━━━ PASSAGE PROVIDED

Paul also frames the feature as being a largely secretive thing that users aren't aware about, something that could surreptitiously be used to monitor usage habits. However, given that there's so many companies collecting data on users, such as online advertising firms and social networks, it would probably be unsurprising to most users that dispatches to Apple regularly take place, especially for security reasons.
Ungraceful failure and "unblockable" messaging
One element that Paul latches onto is how Apple is introducing a change as part of macOS Big Sur that alters how the system functions. In previous versions of macOS, it was possible to block the requests to the OCSP from the daemon "trustd" by a firewall or by using a VPN, enabling the system to "fail quiet."
The hash-checking system normally sends the hash to OCSP and expects two responses: an acknowledgment of receipt of the hash followed by a second that either approves or denies the hash as genuine. If the first acknowledgment is received, trustd will sit and wait for the second response to come through.
The issue that played out on Thursday was this precise scenario, as the acknowledgments were sent, but the second part was not. This led to applications failing to launch as approval was supposedly on the way, but didn't arrive.

━━━━━━
━━━ EXCERPTED DATA

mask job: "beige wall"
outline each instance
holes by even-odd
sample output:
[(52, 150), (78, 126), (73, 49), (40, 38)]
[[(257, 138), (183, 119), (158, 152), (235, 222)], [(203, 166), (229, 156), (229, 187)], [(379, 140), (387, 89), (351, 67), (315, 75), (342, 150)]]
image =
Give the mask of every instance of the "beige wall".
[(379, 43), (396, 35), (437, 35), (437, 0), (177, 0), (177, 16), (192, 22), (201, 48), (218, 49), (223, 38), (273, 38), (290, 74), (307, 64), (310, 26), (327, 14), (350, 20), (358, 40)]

━━━━━━

EXERCISE DESCRIPTION
In the excerpt on Apple's OCSP checks, turn the paragraph that begins "The hash-checking system normally" into a short bulleted list that keeps its main facts.

ANSWER FOR THIS EXERCISE
- The system normally sends the hash to OCSP.
- It expects two responses: first an acknowledgment that the hash was received, then a second that approves or denies the hash as genuine.
- After the first acknowledgment arrives, trustd waits for the second response.